## TASK TO CARRY OUT
Every line of the following records that includes "warehouse" should be copied.

Stored data entries
___

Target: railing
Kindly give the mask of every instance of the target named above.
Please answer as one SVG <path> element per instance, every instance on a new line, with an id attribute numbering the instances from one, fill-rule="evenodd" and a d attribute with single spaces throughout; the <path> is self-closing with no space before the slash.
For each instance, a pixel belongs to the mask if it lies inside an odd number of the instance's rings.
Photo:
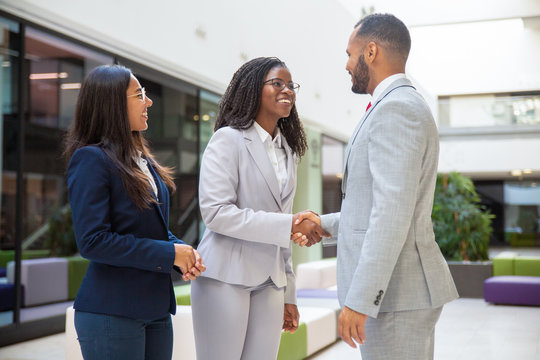
<path id="1" fill-rule="evenodd" d="M 439 127 L 540 125 L 540 95 L 439 98 Z"/>

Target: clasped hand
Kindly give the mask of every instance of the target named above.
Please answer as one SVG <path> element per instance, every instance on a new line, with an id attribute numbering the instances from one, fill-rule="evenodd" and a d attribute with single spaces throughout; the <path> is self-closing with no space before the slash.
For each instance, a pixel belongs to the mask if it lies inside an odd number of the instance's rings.
<path id="1" fill-rule="evenodd" d="M 331 235 L 321 227 L 321 218 L 311 210 L 293 215 L 291 240 L 300 246 L 310 247 Z"/>
<path id="2" fill-rule="evenodd" d="M 201 255 L 193 247 L 185 244 L 174 244 L 174 265 L 182 271 L 184 281 L 195 280 L 206 270 Z"/>

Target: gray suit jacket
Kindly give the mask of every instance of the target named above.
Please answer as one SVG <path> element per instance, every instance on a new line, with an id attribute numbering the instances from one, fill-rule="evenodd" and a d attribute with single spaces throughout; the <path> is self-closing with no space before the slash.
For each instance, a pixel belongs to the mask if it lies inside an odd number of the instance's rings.
<path id="1" fill-rule="evenodd" d="M 251 126 L 215 132 L 204 151 L 199 205 L 206 225 L 198 250 L 202 276 L 255 286 L 271 277 L 296 303 L 291 259 L 292 203 L 297 159 L 282 136 L 288 182 L 279 184 L 264 145 Z"/>
<path id="2" fill-rule="evenodd" d="M 349 141 L 341 213 L 322 216 L 338 244 L 342 306 L 377 317 L 458 296 L 431 223 L 438 157 L 426 102 L 409 80 L 394 81 Z"/>

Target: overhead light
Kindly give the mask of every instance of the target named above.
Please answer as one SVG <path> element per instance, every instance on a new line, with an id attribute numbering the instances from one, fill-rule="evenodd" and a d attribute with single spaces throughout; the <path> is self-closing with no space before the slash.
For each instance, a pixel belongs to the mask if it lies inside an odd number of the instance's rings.
<path id="1" fill-rule="evenodd" d="M 532 170 L 531 169 L 523 169 L 523 173 L 524 174 L 532 174 Z"/>
<path id="2" fill-rule="evenodd" d="M 62 90 L 78 90 L 81 88 L 81 83 L 65 83 L 60 85 Z"/>
<path id="3" fill-rule="evenodd" d="M 204 115 L 202 116 L 202 121 L 208 121 L 208 120 L 210 120 L 210 115 L 204 114 Z"/>
<path id="4" fill-rule="evenodd" d="M 193 115 L 193 121 L 199 121 L 199 115 Z"/>
<path id="5" fill-rule="evenodd" d="M 512 176 L 521 176 L 523 175 L 523 172 L 520 169 L 514 169 L 510 171 L 510 175 Z"/>
<path id="6" fill-rule="evenodd" d="M 2 61 L 2 67 L 10 67 L 11 63 L 9 61 Z"/>
<path id="7" fill-rule="evenodd" d="M 342 173 L 337 173 L 337 174 L 336 174 L 336 177 L 337 177 L 338 179 L 343 179 L 343 174 L 342 174 Z"/>
<path id="8" fill-rule="evenodd" d="M 61 73 L 37 73 L 30 74 L 30 80 L 52 80 L 52 79 L 65 79 L 68 77 L 67 72 Z"/>

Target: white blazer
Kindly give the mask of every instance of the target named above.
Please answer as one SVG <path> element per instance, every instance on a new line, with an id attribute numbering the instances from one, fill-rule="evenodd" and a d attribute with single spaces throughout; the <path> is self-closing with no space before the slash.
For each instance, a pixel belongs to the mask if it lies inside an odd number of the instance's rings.
<path id="1" fill-rule="evenodd" d="M 199 205 L 206 225 L 198 250 L 202 276 L 255 286 L 270 277 L 296 303 L 291 259 L 292 203 L 297 158 L 282 136 L 288 181 L 280 193 L 264 145 L 251 126 L 224 127 L 210 139 L 201 163 Z"/>

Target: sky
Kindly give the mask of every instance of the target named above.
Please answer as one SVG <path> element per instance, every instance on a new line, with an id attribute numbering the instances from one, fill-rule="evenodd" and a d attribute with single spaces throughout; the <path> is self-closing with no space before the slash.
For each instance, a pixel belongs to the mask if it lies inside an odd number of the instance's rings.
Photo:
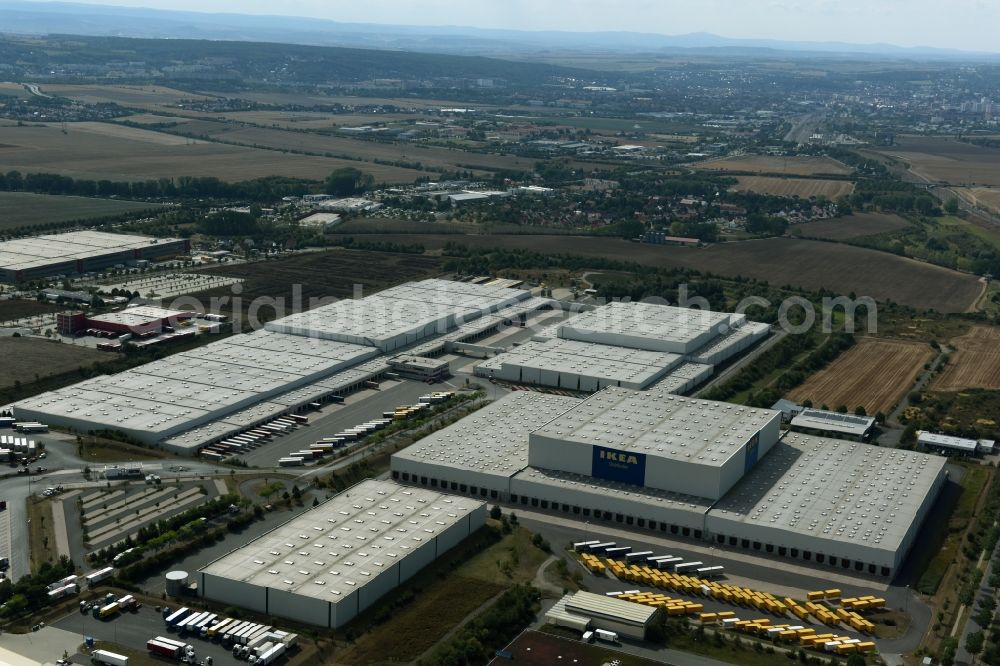
<path id="1" fill-rule="evenodd" d="M 88 4 L 280 14 L 350 23 L 887 43 L 1000 50 L 1000 0 L 97 0 Z"/>

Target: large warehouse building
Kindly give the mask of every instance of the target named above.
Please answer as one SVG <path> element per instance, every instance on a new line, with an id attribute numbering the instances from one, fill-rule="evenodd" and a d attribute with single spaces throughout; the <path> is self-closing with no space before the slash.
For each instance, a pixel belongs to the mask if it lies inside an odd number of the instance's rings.
<path id="1" fill-rule="evenodd" d="M 479 377 L 593 392 L 606 386 L 684 393 L 767 337 L 742 314 L 613 302 L 554 324 L 476 366 Z"/>
<path id="2" fill-rule="evenodd" d="M 781 413 L 611 387 L 518 391 L 393 455 L 402 482 L 890 577 L 947 475 Z"/>
<path id="3" fill-rule="evenodd" d="M 13 408 L 19 419 L 77 432 L 119 431 L 195 453 L 377 379 L 391 368 L 388 350 L 473 336 L 549 303 L 523 290 L 424 280 L 278 319 L 265 330 L 94 377 Z M 134 312 L 113 315 L 111 323 L 139 321 Z"/>
<path id="4" fill-rule="evenodd" d="M 127 236 L 101 231 L 71 231 L 0 243 L 0 278 L 4 282 L 79 275 L 140 259 L 157 260 L 187 254 L 183 238 Z"/>
<path id="5" fill-rule="evenodd" d="M 478 500 L 363 481 L 203 567 L 198 593 L 336 628 L 485 523 Z"/>

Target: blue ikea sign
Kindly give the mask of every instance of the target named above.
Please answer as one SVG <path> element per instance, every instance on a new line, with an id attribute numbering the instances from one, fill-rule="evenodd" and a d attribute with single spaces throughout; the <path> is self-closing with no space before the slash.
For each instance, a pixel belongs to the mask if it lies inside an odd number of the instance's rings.
<path id="1" fill-rule="evenodd" d="M 598 479 L 631 483 L 642 486 L 646 483 L 646 454 L 632 451 L 593 447 L 593 462 L 590 475 Z"/>

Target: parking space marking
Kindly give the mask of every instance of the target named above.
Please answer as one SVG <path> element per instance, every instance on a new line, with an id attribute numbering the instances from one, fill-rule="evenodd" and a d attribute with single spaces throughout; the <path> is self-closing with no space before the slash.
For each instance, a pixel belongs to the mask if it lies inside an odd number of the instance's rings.
<path id="1" fill-rule="evenodd" d="M 0 512 L 0 557 L 10 557 L 10 509 Z"/>

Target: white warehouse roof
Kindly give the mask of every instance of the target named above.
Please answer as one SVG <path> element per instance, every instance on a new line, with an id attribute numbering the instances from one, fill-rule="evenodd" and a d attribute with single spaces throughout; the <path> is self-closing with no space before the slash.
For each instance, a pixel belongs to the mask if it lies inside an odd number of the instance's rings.
<path id="1" fill-rule="evenodd" d="M 927 432 L 926 430 L 921 430 L 917 433 L 917 443 L 923 444 L 924 446 L 940 446 L 946 449 L 955 449 L 956 451 L 966 451 L 968 453 L 975 453 L 979 448 L 979 442 L 975 439 L 954 437 L 952 435 L 941 435 L 934 432 Z"/>
<path id="2" fill-rule="evenodd" d="M 514 391 L 392 456 L 394 470 L 412 463 L 446 465 L 506 479 L 528 465 L 528 433 L 548 423 L 579 398 Z"/>
<path id="3" fill-rule="evenodd" d="M 178 242 L 182 242 L 181 239 L 109 234 L 103 231 L 70 231 L 32 236 L 0 243 L 0 267 L 23 270 L 59 261 L 89 259 Z"/>
<path id="4" fill-rule="evenodd" d="M 523 290 L 429 279 L 268 322 L 270 331 L 390 351 L 530 297 Z"/>
<path id="5" fill-rule="evenodd" d="M 678 354 L 556 338 L 514 347 L 480 363 L 476 374 L 582 391 L 608 385 L 642 389 L 681 360 Z"/>
<path id="6" fill-rule="evenodd" d="M 483 503 L 368 480 L 200 569 L 337 603 Z"/>
<path id="7" fill-rule="evenodd" d="M 823 432 L 839 432 L 844 435 L 863 436 L 875 425 L 873 416 L 841 414 L 825 409 L 804 409 L 792 419 L 792 425 Z"/>
<path id="8" fill-rule="evenodd" d="M 716 534 L 895 567 L 946 476 L 913 451 L 789 433 L 708 517 Z M 733 525 L 738 523 L 739 525 Z"/>
<path id="9" fill-rule="evenodd" d="M 742 314 L 616 301 L 573 317 L 558 333 L 568 340 L 689 354 L 745 320 Z"/>
<path id="10" fill-rule="evenodd" d="M 655 388 L 610 387 L 531 435 L 718 467 L 780 414 Z"/>

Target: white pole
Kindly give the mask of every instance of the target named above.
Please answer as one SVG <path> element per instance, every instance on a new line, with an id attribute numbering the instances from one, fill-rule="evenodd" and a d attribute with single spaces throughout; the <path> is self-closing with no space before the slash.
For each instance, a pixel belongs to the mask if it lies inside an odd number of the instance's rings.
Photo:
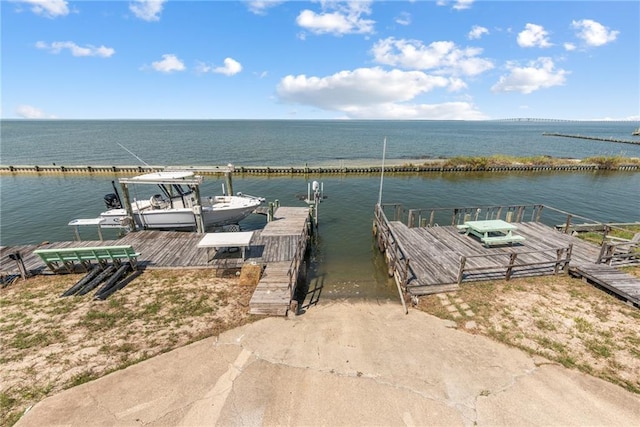
<path id="1" fill-rule="evenodd" d="M 387 155 L 387 138 L 384 138 L 382 146 L 382 170 L 380 171 L 380 193 L 378 194 L 378 206 L 382 205 L 382 184 L 384 183 L 384 159 Z"/>

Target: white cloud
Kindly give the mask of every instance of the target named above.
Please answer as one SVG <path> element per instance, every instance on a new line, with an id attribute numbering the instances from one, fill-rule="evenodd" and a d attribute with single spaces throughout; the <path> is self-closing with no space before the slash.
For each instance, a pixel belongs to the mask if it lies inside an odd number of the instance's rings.
<path id="1" fill-rule="evenodd" d="M 566 50 L 568 52 L 571 52 L 572 50 L 576 50 L 576 45 L 573 44 L 573 43 L 568 43 L 567 42 L 567 43 L 563 44 L 563 46 L 564 46 L 564 50 Z"/>
<path id="2" fill-rule="evenodd" d="M 247 7 L 256 15 L 266 15 L 267 10 L 283 3 L 282 0 L 251 0 L 247 2 Z"/>
<path id="3" fill-rule="evenodd" d="M 51 53 L 58 54 L 62 52 L 64 49 L 68 49 L 73 56 L 99 56 L 102 58 L 109 58 L 116 53 L 115 49 L 106 47 L 106 46 L 92 46 L 87 45 L 85 47 L 78 46 L 74 42 L 66 41 L 66 42 L 53 42 L 51 44 L 47 44 L 43 41 L 36 42 L 36 47 L 38 49 L 48 50 Z"/>
<path id="4" fill-rule="evenodd" d="M 488 117 L 468 102 L 442 104 L 379 104 L 345 111 L 352 119 L 368 120 L 484 120 Z"/>
<path id="5" fill-rule="evenodd" d="M 177 56 L 173 54 L 162 55 L 161 61 L 151 63 L 151 68 L 161 73 L 172 73 L 174 71 L 184 71 L 185 66 Z"/>
<path id="6" fill-rule="evenodd" d="M 144 21 L 159 21 L 162 8 L 167 0 L 135 0 L 129 3 L 129 10 Z"/>
<path id="7" fill-rule="evenodd" d="M 475 0 L 458 0 L 453 5 L 453 8 L 456 10 L 465 10 L 469 9 Z"/>
<path id="8" fill-rule="evenodd" d="M 338 111 L 352 118 L 478 118 L 468 103 L 409 104 L 437 88 L 459 89 L 457 79 L 422 71 L 386 71 L 379 67 L 341 71 L 326 77 L 284 77 L 277 87 L 281 101 Z"/>
<path id="9" fill-rule="evenodd" d="M 225 58 L 224 66 L 213 69 L 214 73 L 224 74 L 225 76 L 233 76 L 242 71 L 242 65 L 233 58 Z"/>
<path id="10" fill-rule="evenodd" d="M 489 34 L 489 30 L 487 28 L 481 27 L 479 25 L 474 25 L 471 28 L 471 31 L 469 31 L 469 34 L 467 34 L 467 38 L 469 40 L 475 40 L 475 39 L 479 39 L 485 34 Z"/>
<path id="11" fill-rule="evenodd" d="M 233 76 L 242 71 L 242 64 L 233 58 L 225 58 L 224 65 L 221 67 L 214 67 L 205 63 L 200 63 L 196 67 L 198 73 L 218 73 L 226 76 Z"/>
<path id="12" fill-rule="evenodd" d="M 475 0 L 456 0 L 453 2 L 452 9 L 465 10 L 469 9 Z M 449 2 L 447 0 L 437 0 L 436 6 L 447 6 Z"/>
<path id="13" fill-rule="evenodd" d="M 541 25 L 527 24 L 518 34 L 520 47 L 550 47 L 553 46 L 547 36 L 549 33 Z"/>
<path id="14" fill-rule="evenodd" d="M 47 18 L 56 18 L 69 14 L 69 6 L 65 0 L 18 0 L 18 2 L 31 5 L 33 13 Z"/>
<path id="15" fill-rule="evenodd" d="M 573 21 L 571 28 L 578 30 L 576 34 L 587 46 L 602 46 L 614 41 L 620 31 L 610 31 L 607 27 L 591 19 Z"/>
<path id="16" fill-rule="evenodd" d="M 400 15 L 398 15 L 395 19 L 396 24 L 399 25 L 409 25 L 411 24 L 411 15 L 408 14 L 407 12 L 402 12 L 400 13 Z"/>
<path id="17" fill-rule="evenodd" d="M 16 108 L 16 115 L 23 119 L 55 119 L 56 116 L 46 114 L 44 111 L 32 105 L 19 105 Z"/>
<path id="18" fill-rule="evenodd" d="M 296 23 L 314 34 L 368 34 L 373 33 L 375 21 L 362 18 L 371 14 L 370 1 L 346 3 L 322 2 L 323 11 L 316 13 L 305 9 L 296 18 Z"/>
<path id="19" fill-rule="evenodd" d="M 418 40 L 393 37 L 379 40 L 371 49 L 376 62 L 385 65 L 438 73 L 474 76 L 493 68 L 488 59 L 480 58 L 480 48 L 459 48 L 450 41 L 437 41 L 425 46 Z"/>
<path id="20" fill-rule="evenodd" d="M 538 58 L 528 66 L 520 67 L 516 63 L 508 63 L 509 74 L 500 77 L 498 83 L 493 85 L 493 92 L 520 92 L 529 94 L 534 91 L 562 86 L 566 81 L 568 71 L 555 69 L 551 58 Z"/>

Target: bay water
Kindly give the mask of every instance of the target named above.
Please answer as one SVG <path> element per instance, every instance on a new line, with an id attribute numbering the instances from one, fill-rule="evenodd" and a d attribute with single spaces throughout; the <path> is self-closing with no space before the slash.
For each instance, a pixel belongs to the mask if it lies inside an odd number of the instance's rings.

___

## REPLY
Target: large warehouse building
Target: white warehouse roof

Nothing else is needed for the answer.